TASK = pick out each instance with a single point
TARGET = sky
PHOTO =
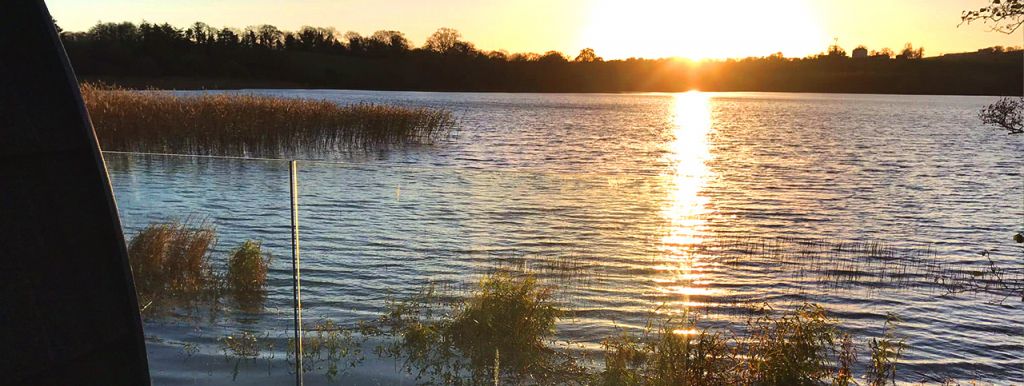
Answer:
(615, 29)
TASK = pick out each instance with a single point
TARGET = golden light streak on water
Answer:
(686, 208)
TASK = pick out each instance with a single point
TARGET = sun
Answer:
(706, 29)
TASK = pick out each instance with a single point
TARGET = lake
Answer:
(696, 204)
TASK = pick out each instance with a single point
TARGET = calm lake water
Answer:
(702, 204)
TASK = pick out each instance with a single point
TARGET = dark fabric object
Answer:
(68, 308)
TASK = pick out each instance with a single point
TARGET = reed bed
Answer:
(173, 267)
(248, 125)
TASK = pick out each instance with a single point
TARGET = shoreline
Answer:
(196, 84)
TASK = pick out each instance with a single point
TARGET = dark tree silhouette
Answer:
(200, 56)
(1006, 15)
(443, 40)
(1006, 113)
(588, 55)
(909, 52)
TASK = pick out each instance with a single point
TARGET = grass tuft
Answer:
(247, 125)
(171, 261)
(247, 269)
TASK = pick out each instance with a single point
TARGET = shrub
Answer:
(795, 348)
(172, 261)
(247, 269)
(886, 352)
(677, 354)
(502, 331)
(247, 125)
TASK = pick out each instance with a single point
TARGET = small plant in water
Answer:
(793, 348)
(886, 352)
(171, 262)
(677, 353)
(245, 346)
(247, 269)
(501, 332)
(329, 347)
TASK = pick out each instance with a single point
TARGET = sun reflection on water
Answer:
(686, 208)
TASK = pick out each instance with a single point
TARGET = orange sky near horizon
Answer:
(614, 29)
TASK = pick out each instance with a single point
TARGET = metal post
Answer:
(296, 279)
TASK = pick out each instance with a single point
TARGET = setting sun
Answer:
(700, 30)
(639, 193)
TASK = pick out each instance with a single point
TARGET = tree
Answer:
(836, 51)
(588, 55)
(1006, 113)
(887, 52)
(1007, 15)
(391, 41)
(909, 52)
(443, 40)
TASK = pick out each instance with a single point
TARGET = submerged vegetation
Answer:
(248, 125)
(1006, 113)
(171, 265)
(504, 333)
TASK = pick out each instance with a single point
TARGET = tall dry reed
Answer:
(247, 125)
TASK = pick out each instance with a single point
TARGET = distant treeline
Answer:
(201, 56)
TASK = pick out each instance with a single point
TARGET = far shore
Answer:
(197, 83)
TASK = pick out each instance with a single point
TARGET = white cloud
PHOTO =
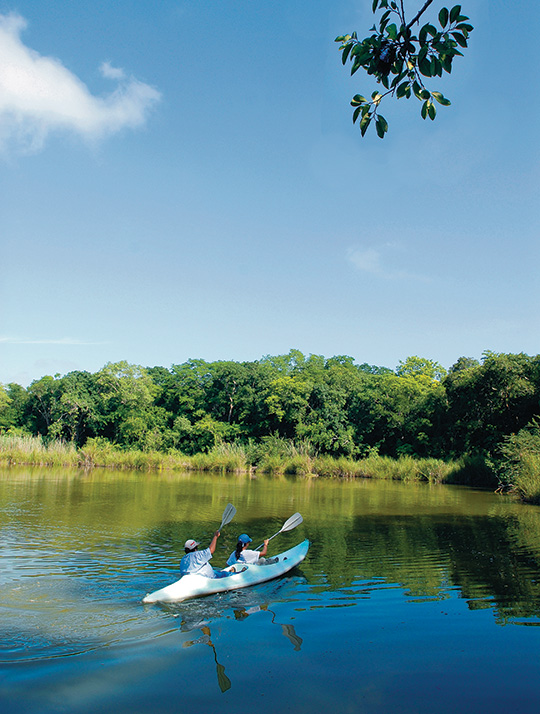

---

▶ _Brief_
Please return each line in the listing above that contains the string "reed". Case counts.

▶ _Exercise answer_
TARGET = reed bed
TARGET = tall dry reed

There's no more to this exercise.